==== Document text ====

Atomic Reporters is an independent, non-profit, incorporated in Canada at the end of 2012, operating as an officially recognised international NGO from Austria, providing substantive and non-partisan information to journalists about nuclear science and technology.
Here are some examples of what they are doing:
Atomic Reporters has been part of the Fissile Material Working Group (FMWG), a non-governmental international coalition of 80 organizations providing recommendations to the 2016 Nuclear Security Summit.
Among concerns expressed by Atomic Reporters, reflected in the recommendations is the need for “enhanced interaction” with media. This arose from a shared goal.
Journalists can benefit from being better informed about a little understood but severe risk. The FMWG wants to close gaps that leave nuclear and radioactive material vulnerable to criminals or terrorists.
Getting word out to the public is what journalists get paid to do. They are also first responders. In the event of a dirty bomb or radiological dispersal device attack how do you protect yourself? Specialists will offer journalists protective steps they can take at a workshop they are organizing in Rotterdam in 2016.
They have also held successful workshops for journalists in Vienna from throughout the Middle East, from Israel to Iran. In 2015 they organized the first workshop of its kind in New Delhi for journalists working in India’s lively media scene. There have also been Atomic Reportersworkshops in Amman, Jordan, and Cairo, Egypt, and they have taken journalists into a nuclear power plant.
Their funders have included the Carnegie Corporation, the Stanley Foundation, the United Arab Emirates, Ireland, Austria and the United States.
Nuclear is a compelling and little told story, ripe fruit on the tree. From saving life to ending it all, they think by outfitting journalists to scale the wall of knowledge that surrounds it the story is more likely to be told.
The first nuclear weapon was detonated nearly 70 years ago and the first domestic use of electricity from a nuclear reactor commenced nearly 60 years ago. The use of nuclear technologies is ubiquitous today in medicine, industry and science.
Insufficient knowledge hinders most journalists from adequately covering issues dealing with nuclear weapons and nuclear power. Failure of the press to challenge false claims prior to the Iraq war in 2003 has been well documented. Few journalists understood how a nuclear reactor worked when the Fukushima accident occurred in Japan in 2011.

==== Data listing ====

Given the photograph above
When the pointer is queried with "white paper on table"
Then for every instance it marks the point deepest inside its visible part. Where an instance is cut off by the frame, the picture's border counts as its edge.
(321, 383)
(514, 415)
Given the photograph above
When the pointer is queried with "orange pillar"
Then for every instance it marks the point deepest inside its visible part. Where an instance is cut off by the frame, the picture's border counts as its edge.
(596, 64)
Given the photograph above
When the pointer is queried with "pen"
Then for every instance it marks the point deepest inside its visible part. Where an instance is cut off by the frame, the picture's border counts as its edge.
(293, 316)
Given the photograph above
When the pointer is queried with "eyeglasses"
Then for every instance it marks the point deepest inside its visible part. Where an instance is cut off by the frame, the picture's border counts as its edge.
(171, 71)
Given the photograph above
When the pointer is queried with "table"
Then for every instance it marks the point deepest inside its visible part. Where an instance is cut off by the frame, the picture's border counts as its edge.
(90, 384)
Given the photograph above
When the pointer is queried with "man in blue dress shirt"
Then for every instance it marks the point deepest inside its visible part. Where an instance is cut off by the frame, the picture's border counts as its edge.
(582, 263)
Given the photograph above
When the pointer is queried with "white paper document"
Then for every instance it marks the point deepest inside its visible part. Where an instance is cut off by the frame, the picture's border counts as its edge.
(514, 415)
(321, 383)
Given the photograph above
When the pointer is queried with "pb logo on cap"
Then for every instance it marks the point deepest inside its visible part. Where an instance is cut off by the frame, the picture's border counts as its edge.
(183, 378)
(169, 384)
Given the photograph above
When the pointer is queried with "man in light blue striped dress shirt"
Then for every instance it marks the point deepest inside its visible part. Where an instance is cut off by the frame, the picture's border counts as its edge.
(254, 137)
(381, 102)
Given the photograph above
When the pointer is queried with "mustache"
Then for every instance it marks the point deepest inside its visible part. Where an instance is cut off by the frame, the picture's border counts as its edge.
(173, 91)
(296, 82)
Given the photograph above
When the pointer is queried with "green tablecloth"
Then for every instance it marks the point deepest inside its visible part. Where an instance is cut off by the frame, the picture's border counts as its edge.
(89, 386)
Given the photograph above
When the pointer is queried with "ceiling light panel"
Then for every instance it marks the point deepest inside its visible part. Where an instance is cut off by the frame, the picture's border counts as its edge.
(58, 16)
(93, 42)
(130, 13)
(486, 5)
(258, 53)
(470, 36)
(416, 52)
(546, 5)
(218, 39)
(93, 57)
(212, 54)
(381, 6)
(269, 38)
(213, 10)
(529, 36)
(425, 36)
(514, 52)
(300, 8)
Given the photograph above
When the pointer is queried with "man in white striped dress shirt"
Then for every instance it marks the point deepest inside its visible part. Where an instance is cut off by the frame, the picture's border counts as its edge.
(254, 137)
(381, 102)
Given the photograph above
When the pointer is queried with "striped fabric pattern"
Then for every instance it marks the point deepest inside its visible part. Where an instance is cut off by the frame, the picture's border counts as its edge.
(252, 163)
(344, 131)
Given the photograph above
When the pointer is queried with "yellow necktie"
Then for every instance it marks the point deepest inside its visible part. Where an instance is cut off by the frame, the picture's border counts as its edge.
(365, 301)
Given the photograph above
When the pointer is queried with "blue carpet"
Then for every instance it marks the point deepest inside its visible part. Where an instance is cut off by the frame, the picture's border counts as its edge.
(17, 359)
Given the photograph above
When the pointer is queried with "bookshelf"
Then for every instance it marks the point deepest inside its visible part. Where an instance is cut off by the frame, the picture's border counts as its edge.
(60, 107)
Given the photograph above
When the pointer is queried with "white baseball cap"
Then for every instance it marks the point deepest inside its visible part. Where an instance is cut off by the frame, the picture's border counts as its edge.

====

**What you need to do:**
(1) According to the Atomic Reporters text, why will specialists teach journalists protective steps at the Rotterdam workshop?
(2) Reproduce the part of the Atomic Reporters text that begins at the words "Journalists can benefit" and stops after "criminals or terrorists.".

**Solutions by task:**
(1) Journalists are also first responders, so they need to know how to protect themselves if a dirty bomb or radiological dispersal device attack happens. Specialists will offer them protective steps at the workshop Atomic Reporters is organizing in Rotterdam in 2016.

(2)
Journalists can benefit from being better informed about a little understood but severe risk. The FMWG wants to close gaps that leave nuclear and radioactive material vulnerable to criminals or terrorists.